### DO THIS
Pull out each line below that contains the word "racing" and copy it in full, treating uppercase and lowercase as different.
--- BEGIN SUPPLIED INFORMATION ---
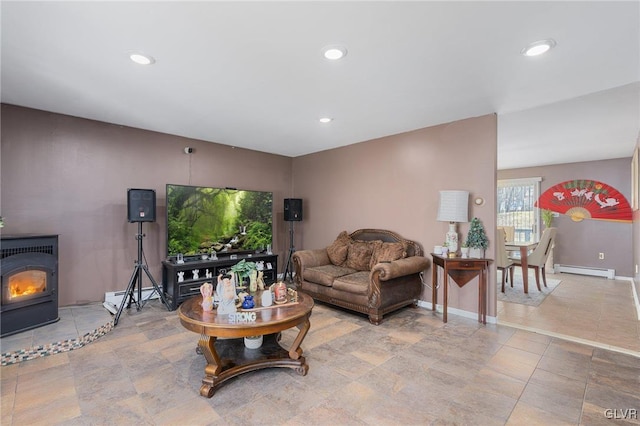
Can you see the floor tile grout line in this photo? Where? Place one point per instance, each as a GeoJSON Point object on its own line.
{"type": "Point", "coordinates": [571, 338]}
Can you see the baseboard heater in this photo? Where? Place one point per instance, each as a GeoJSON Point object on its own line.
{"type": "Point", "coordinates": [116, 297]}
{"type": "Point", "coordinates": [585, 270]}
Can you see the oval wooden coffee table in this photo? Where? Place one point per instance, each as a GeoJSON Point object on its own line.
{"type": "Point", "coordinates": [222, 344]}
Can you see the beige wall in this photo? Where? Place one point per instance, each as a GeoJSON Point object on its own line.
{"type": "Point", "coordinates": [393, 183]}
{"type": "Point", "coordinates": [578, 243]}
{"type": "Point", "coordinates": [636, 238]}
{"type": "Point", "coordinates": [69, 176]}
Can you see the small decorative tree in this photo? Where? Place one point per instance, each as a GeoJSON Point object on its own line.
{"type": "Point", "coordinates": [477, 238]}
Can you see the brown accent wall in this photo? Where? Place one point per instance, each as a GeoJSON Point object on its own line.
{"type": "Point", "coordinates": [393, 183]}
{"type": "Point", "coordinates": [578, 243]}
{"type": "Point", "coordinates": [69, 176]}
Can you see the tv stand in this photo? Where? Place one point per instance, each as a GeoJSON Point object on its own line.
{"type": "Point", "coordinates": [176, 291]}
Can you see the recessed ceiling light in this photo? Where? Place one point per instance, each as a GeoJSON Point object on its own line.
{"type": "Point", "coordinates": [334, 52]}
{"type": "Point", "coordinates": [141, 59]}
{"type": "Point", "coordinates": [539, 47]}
--- END SUPPLIED INFORMATION ---
--- BEGIN SUPPLIED INFORMATION ---
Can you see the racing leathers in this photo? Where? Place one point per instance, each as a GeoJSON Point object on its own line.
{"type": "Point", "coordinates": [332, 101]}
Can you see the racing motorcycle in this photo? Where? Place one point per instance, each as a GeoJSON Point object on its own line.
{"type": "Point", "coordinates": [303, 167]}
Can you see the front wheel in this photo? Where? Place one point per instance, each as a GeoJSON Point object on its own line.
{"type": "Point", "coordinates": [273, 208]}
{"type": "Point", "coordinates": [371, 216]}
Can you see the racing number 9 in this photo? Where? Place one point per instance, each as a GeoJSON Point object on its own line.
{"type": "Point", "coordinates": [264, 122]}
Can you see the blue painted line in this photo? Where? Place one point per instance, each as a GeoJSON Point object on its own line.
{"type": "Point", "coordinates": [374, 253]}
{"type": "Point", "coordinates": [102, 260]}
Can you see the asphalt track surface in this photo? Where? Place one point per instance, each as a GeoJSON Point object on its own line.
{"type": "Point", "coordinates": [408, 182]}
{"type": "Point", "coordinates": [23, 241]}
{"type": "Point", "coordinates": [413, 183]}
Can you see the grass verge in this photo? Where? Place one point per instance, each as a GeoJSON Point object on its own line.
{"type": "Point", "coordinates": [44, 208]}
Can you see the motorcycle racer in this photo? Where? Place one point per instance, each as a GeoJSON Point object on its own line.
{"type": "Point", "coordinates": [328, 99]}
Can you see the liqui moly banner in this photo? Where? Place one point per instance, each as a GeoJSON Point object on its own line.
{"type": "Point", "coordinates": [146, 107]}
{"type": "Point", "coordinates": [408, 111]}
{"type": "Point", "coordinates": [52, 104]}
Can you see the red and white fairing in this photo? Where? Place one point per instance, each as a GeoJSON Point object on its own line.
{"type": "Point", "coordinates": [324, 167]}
--- END SUPPLIED INFORMATION ---
--- BEGIN SUPPLIED INFORMATION ---
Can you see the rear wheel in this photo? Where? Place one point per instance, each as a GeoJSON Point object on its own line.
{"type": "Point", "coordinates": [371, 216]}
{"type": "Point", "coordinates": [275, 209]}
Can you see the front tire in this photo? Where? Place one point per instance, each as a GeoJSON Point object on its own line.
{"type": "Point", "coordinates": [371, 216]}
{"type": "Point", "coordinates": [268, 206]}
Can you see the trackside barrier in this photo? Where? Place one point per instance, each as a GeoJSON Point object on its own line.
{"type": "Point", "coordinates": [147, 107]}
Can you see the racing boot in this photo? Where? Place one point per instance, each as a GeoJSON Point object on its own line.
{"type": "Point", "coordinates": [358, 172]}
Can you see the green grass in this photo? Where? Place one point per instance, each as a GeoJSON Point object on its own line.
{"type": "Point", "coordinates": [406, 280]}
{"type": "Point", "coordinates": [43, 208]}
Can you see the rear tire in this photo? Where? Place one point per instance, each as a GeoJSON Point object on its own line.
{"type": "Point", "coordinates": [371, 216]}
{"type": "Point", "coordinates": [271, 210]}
--- END SUPPLIED INFORMATION ---
### EXERCISE RESULT
Can you see the racing leathers in this photo? Where? Place one point per instance, each as a GeoJSON Point object on its own line.
Can you see the racing motorcycle in this photo? Where? Place one point per instance, each as a GeoJSON Point object on its own line.
Can you see the racing number 9 in this photo? Where? Place one point per instance, each as a GeoJSON Point object on its own line.
Can you see the racing boot in this photo? Where? Place one point per instance, each as a GeoJSON Point object on its own line.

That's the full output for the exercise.